## [ASSIGNMENT]
Word for word, give the records again, dropping any picture they hold.

*** SUPPLIED DATA Section Begins ***

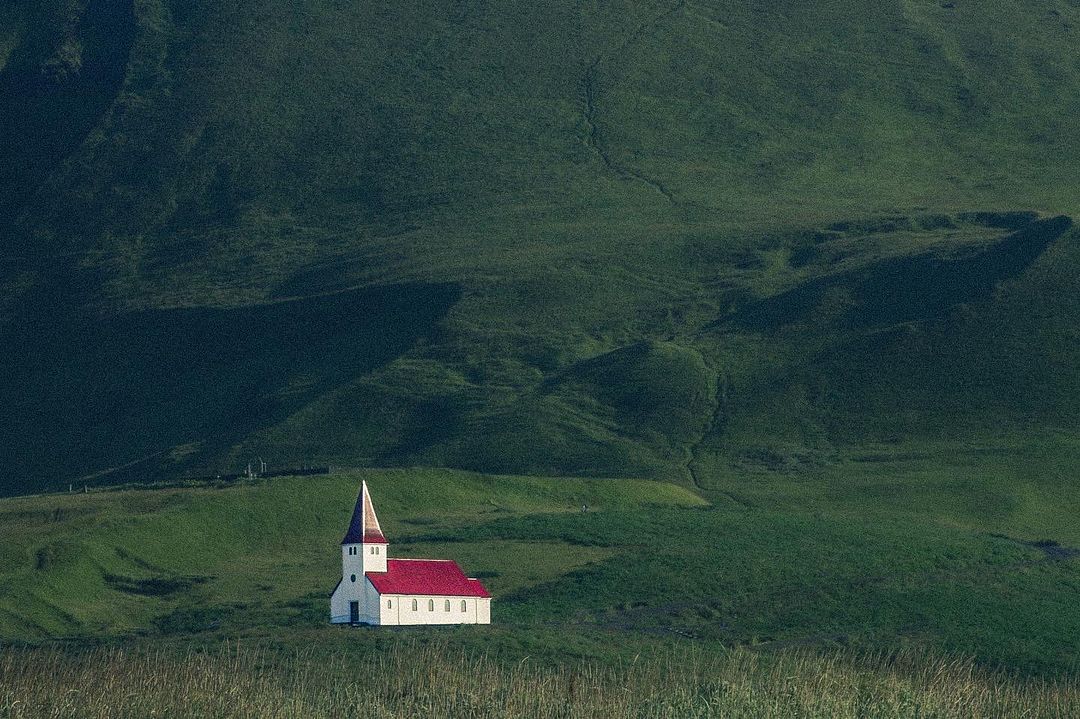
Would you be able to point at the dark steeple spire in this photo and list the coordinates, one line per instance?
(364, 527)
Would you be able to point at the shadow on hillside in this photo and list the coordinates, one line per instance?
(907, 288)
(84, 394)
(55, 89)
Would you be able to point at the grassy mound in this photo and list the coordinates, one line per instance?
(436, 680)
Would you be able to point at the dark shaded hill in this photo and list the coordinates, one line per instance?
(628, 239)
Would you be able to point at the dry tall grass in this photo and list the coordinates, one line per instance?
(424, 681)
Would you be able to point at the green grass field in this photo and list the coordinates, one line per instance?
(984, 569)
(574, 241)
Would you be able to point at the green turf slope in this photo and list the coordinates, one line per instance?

*** SUPPLIED DATA Section Ends ***

## [RESULT OF THE TASK]
Would you be able to point at the dark steeple spire in this photo and list the coordinates, one line per instance?
(364, 527)
Would you be able to point at the shadow on hillside in this photo and list the coordinates, one line per instance?
(907, 288)
(84, 394)
(55, 89)
Would you be able to point at the grassy mound in this photo and list the coordinates, one line per instance?
(436, 680)
Would you be able to point at the dark shaded hill in this photo and list the coordinates, one line per instance?
(628, 239)
Would you be able to point at the dry tall grass in this photo and list the coordinates, one line per instance?
(424, 681)
Would you be able to point at the green grass field in this photo and list the coordinates, one line per instance?
(984, 569)
(574, 241)
Would you be able to point at the green turf slope in this photo and list the coordinates, one line per instance?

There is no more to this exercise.